> _Your assignment_: All of the data must be returned word for word.

> _Dataset_:
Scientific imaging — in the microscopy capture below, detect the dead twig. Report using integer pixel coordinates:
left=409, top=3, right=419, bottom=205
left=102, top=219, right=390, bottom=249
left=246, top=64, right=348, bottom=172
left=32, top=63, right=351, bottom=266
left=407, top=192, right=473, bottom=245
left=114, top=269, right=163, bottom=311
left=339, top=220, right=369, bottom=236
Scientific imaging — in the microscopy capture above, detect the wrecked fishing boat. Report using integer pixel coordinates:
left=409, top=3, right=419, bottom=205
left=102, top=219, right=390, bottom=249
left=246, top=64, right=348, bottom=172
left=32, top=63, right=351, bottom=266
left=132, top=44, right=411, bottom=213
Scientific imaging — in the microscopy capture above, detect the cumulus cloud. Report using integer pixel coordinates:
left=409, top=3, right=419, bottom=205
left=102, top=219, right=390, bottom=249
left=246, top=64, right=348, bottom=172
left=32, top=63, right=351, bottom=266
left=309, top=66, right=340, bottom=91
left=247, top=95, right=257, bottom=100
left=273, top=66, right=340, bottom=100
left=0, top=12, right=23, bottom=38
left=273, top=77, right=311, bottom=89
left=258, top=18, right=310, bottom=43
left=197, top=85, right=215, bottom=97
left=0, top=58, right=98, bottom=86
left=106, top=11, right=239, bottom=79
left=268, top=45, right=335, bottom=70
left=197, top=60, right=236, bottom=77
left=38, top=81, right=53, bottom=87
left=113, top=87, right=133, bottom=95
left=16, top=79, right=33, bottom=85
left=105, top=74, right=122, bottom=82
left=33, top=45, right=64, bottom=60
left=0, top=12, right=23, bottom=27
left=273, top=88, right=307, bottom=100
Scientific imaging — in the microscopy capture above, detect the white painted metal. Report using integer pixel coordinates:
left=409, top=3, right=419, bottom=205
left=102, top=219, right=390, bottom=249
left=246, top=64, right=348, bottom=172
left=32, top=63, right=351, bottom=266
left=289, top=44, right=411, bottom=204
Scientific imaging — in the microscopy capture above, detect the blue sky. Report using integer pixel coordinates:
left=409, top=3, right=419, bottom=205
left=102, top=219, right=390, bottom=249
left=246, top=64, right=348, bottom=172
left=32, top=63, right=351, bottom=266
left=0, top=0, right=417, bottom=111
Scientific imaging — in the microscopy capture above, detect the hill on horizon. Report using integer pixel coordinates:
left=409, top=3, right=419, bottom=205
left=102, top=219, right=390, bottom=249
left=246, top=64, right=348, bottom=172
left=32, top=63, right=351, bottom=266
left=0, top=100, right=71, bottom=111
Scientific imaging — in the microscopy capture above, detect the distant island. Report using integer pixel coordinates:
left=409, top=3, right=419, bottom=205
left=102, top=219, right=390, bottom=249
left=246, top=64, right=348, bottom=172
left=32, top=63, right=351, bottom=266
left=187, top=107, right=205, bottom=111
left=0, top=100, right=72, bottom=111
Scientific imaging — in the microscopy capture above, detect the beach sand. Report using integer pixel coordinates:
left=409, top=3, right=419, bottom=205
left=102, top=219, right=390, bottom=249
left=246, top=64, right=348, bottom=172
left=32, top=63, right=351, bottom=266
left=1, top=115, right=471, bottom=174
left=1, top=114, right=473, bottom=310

> _Output_:
Scientific imaging — in the microscopy capture below, detect the dead twig. Report using integer pixel coordinates:
left=409, top=3, right=419, bottom=205
left=102, top=219, right=390, bottom=249
left=246, top=64, right=348, bottom=172
left=32, top=63, right=351, bottom=266
left=407, top=192, right=473, bottom=245
left=114, top=269, right=163, bottom=311
left=339, top=220, right=369, bottom=236
Scientific imaging — in the microscopy capture above, detect the wrecked fishing boat. Report using integer pixel coordinates:
left=409, top=3, right=419, bottom=205
left=102, top=219, right=390, bottom=249
left=246, top=64, right=348, bottom=172
left=32, top=63, right=351, bottom=266
left=132, top=44, right=411, bottom=213
Scientific imaging — in the microscopy capture above, detect the cumulus cloud. Report using integer pixel coordinates:
left=409, top=3, right=419, bottom=205
left=102, top=219, right=390, bottom=249
left=246, top=64, right=348, bottom=172
left=32, top=63, right=351, bottom=266
left=309, top=66, right=340, bottom=91
left=247, top=95, right=257, bottom=100
left=273, top=66, right=340, bottom=100
left=0, top=12, right=23, bottom=38
left=273, top=77, right=311, bottom=89
left=258, top=18, right=310, bottom=43
left=197, top=85, right=215, bottom=97
left=0, top=58, right=98, bottom=86
left=106, top=11, right=239, bottom=79
left=268, top=45, right=335, bottom=70
left=197, top=60, right=236, bottom=77
left=38, top=81, right=53, bottom=87
left=113, top=87, right=133, bottom=95
left=16, top=79, right=33, bottom=85
left=105, top=74, right=122, bottom=82
left=33, top=45, right=64, bottom=60
left=0, top=12, right=23, bottom=27
left=273, top=88, right=307, bottom=100
Scientific imaging — in the microscopy capture above, detect the white painted metal. Report using integer pixel coordinates:
left=409, top=3, right=419, bottom=205
left=102, top=219, right=390, bottom=249
left=246, top=64, right=348, bottom=172
left=32, top=63, right=351, bottom=266
left=289, top=44, right=411, bottom=204
Scientific imaging — in the microscopy capture above, detect the blue sky. Report using integer pixel coordinates:
left=409, top=3, right=419, bottom=205
left=102, top=219, right=390, bottom=249
left=246, top=64, right=348, bottom=172
left=32, top=63, right=351, bottom=266
left=0, top=0, right=417, bottom=111
Scientific imaging — in the microscopy capture above, detect the hill on horizon. Report using integer pixel coordinates:
left=409, top=3, right=419, bottom=205
left=102, top=219, right=390, bottom=249
left=246, top=64, right=348, bottom=172
left=32, top=63, right=351, bottom=266
left=0, top=100, right=71, bottom=111
Scientific imaging — in the microscopy capture above, detect the distant island. Report using integer pixel coordinates:
left=409, top=3, right=419, bottom=205
left=102, top=219, right=390, bottom=249
left=246, top=64, right=348, bottom=172
left=32, top=63, right=351, bottom=266
left=187, top=107, right=205, bottom=111
left=0, top=100, right=72, bottom=111
Scientific imaging — in the microscopy capture above, detect the beach sand. Report using integer pixel coordinates:
left=409, top=3, right=419, bottom=205
left=102, top=219, right=390, bottom=249
left=246, top=64, right=348, bottom=172
left=32, top=63, right=351, bottom=266
left=1, top=115, right=471, bottom=174
left=1, top=114, right=473, bottom=310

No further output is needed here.